**Collection entries:**
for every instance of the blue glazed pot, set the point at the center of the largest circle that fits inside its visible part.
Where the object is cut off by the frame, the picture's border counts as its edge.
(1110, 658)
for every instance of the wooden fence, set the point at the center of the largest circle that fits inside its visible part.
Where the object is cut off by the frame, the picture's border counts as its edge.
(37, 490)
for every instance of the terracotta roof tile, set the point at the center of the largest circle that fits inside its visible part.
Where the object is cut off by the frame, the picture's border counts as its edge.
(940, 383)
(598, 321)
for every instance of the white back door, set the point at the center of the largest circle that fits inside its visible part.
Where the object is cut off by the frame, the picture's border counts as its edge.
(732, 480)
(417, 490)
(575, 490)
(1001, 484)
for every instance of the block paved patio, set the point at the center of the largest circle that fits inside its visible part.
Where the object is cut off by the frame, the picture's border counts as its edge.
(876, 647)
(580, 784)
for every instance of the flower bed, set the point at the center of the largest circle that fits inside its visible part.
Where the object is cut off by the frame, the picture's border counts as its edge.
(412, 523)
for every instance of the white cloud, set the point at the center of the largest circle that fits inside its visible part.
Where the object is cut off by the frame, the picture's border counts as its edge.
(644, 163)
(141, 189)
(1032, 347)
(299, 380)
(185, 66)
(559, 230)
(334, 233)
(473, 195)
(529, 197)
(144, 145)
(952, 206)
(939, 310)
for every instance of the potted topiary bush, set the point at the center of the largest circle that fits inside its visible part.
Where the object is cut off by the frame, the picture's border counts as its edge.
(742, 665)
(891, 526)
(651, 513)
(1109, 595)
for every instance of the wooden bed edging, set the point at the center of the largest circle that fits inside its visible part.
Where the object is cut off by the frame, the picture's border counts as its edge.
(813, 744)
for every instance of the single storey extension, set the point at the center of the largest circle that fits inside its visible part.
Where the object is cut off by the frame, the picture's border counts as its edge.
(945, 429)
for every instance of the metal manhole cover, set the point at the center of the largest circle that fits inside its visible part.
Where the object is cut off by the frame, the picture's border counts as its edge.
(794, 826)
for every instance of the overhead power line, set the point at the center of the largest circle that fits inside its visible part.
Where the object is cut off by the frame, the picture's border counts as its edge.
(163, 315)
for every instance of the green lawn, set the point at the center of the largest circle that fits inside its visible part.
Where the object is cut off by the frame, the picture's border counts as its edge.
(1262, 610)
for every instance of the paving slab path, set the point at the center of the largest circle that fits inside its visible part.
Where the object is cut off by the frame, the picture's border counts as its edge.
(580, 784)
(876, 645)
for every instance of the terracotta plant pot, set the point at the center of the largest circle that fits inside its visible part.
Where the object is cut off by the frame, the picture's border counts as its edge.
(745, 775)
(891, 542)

**Stated goal:**
Starting with the line containing "for every instance of the paving" and going on through the end of the records, write those lines out again with their requests. Multiply every point coordinate by 0.2 and round to whole numbers, with halves rounded up.

**Output for this exercise:**
for every instance of the paving slab path, set the point at the center of the largest circle that fits inside its visible part.
Where the object is cut off by the frame, the picture's border counts as its edge.
(116, 157)
(175, 129)
for every instance of the terracotta plant pot, set the point at the center of the largest circle that fits inside its visible part.
Where the object is cut off by the frame, the picture's border counts as its edge.
(149, 155)
(178, 108)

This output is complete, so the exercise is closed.